**Task instructions:**
(a) According to the speaker introduction, in which faculties at Dalhousie University is Jocelyn Downie a university research professor?
(b) Translate this sentence from the speaker introduction into French: "She was named a member of the Order of Canada in part in recognition of her work advocating for high-quality end-of-life care."
(c) List every expert panel and expert advisory group named in the speaker introduction.

**Document section:**
***

This session is also being recorded so you can watch it later. And there’s no need to worry about taking notes. Now to introduce today’s speaker, we have Jocelyn Downie joining us today. Jocelyn is a university research professor in the faculties of Law and Medicine at Dalhousie University. Her work on end of life, law and policy includes special advisor to the Canadian Senate Committee on Euthanasia and Assisted Suicide, author of, Dying Justice: A Case for Decriminalizing Euthanasia and Assisted Suicide in Canada, and member of The Royal Society of Canada expert panel on end-of-life decision-making. The plaintiff’s legal team in Canada, or sorry, Carter V Canada. The Provincial-territorial Expert Advisory Group on Physician-Assisted Dying and the Canadian Council of Academies Expert panel on Medical Assistance in Dying. She was named a member of the Order of Canada in part in recognition of her work advocating for high-quality end-of-life care.
She’s also a fellow of both the Royal college, I’m sorry, The Royal Society of Canada and the Canadian Academy of Health Sciences. Thank you so much Jocelyn, for being with us this afternoon and I will turn it over to you.

***

**Records shown:**

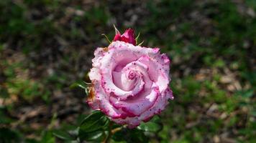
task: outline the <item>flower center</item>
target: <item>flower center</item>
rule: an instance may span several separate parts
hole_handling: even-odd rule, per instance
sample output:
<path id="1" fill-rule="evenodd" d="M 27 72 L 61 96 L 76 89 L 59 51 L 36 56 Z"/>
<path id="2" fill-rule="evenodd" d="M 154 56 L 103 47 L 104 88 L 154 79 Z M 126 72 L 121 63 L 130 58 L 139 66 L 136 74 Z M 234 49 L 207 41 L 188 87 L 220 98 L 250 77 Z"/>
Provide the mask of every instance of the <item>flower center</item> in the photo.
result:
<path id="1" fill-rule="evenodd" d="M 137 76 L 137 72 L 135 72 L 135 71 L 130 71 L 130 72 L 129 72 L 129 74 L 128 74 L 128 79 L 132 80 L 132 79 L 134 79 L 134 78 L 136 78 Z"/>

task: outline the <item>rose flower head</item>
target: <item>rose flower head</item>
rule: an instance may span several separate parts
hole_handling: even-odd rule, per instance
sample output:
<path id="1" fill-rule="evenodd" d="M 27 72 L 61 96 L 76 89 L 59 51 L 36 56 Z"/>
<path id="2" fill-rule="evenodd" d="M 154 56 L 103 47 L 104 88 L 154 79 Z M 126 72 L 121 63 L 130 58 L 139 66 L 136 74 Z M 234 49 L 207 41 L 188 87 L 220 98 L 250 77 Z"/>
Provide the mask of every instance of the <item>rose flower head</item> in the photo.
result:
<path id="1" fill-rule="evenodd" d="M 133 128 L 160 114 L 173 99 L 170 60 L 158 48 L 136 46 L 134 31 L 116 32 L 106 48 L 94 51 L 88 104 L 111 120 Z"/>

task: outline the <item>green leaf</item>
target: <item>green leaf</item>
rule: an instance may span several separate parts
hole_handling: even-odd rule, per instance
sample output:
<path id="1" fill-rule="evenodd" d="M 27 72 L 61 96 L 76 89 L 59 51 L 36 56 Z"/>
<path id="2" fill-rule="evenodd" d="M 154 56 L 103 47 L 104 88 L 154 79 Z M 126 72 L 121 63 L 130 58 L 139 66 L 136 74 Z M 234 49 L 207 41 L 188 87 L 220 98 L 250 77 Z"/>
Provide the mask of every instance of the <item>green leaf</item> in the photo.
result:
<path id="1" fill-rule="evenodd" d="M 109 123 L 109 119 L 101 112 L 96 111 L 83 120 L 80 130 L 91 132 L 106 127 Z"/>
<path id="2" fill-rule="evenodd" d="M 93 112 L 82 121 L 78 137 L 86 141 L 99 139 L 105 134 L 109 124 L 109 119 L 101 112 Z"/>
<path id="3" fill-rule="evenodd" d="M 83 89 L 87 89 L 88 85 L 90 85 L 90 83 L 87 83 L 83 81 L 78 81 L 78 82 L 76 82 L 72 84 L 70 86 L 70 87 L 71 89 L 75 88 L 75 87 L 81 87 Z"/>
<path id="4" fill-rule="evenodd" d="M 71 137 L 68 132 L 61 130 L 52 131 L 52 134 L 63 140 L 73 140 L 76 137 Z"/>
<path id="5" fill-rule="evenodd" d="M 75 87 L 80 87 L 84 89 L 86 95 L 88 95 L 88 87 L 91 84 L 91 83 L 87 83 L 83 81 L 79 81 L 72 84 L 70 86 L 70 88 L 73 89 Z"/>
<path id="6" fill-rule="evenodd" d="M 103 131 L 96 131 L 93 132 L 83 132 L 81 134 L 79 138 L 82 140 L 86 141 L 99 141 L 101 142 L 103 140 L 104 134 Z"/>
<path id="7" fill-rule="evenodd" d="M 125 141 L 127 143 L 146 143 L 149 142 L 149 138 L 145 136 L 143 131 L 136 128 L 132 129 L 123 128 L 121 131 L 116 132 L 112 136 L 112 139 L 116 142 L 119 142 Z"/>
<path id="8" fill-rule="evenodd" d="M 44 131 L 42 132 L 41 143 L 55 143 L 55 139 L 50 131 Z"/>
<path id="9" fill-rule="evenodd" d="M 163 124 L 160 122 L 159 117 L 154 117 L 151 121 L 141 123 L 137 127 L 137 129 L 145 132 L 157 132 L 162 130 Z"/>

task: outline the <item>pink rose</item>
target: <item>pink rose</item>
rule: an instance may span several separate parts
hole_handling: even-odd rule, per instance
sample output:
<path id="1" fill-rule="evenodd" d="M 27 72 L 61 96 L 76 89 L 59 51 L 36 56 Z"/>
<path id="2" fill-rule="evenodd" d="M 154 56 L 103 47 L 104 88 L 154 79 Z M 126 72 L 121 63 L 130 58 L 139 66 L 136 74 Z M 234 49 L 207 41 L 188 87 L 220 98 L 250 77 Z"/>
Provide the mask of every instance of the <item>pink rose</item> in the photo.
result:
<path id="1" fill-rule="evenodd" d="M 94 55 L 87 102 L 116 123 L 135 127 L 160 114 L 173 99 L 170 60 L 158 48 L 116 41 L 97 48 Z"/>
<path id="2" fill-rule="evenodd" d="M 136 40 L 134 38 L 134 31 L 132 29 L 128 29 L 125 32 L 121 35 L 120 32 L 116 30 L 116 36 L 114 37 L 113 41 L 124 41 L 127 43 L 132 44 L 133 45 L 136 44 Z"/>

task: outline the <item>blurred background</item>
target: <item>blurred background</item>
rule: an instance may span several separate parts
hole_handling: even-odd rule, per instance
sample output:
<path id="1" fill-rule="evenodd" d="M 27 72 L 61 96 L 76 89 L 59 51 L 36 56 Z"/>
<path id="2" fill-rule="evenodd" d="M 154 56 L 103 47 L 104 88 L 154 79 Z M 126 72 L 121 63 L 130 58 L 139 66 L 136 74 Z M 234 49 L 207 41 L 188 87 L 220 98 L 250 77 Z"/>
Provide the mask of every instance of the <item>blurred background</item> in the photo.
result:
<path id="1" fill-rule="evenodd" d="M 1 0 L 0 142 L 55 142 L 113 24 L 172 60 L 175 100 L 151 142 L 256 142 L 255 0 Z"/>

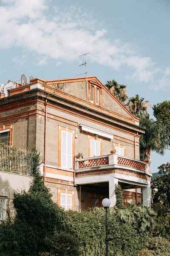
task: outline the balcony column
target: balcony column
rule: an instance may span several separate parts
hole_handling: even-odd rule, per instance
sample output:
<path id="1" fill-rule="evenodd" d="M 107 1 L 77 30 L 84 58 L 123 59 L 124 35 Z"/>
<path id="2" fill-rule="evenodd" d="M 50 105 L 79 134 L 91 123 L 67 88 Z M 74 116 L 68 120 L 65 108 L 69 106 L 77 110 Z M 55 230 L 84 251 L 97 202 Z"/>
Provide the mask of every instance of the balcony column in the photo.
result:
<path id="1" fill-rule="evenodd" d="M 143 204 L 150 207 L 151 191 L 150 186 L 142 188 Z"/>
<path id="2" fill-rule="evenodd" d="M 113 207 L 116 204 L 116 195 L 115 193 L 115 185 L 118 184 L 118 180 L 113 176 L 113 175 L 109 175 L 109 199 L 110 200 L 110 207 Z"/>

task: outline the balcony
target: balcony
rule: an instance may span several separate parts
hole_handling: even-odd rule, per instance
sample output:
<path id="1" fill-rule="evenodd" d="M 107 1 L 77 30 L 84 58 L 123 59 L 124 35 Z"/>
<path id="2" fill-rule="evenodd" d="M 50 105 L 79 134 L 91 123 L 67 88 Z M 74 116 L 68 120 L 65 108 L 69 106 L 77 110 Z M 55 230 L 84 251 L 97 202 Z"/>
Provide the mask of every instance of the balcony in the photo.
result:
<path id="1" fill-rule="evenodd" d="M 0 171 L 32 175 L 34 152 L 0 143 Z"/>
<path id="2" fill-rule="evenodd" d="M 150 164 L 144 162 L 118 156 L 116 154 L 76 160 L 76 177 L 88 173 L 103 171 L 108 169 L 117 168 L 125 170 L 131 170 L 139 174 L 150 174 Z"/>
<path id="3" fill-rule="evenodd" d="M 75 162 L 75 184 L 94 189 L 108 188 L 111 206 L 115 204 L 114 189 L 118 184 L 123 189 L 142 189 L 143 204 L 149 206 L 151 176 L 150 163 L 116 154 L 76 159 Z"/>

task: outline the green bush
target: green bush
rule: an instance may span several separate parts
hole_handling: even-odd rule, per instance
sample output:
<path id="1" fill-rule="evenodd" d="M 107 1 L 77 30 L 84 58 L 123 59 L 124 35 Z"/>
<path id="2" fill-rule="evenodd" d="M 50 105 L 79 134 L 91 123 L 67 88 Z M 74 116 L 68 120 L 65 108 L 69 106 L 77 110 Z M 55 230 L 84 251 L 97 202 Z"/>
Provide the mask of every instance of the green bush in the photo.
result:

***

**Responses in order:**
(a) She is in the faculties of Law and Medicine.

(b) Elle a été nommée membre de l'Ordre du Canada, en partie en reconnaissance de son travail de défense de soins de fin de vie de grande qualité.

(c)
- The Royal Society of Canada expert panel on end-of-life decision-making
- The Provincial-territorial Expert Advisory Group on Physician-Assisted Dying
- The Canadian Council of Academies Expert panel on Medical Assistance in Dying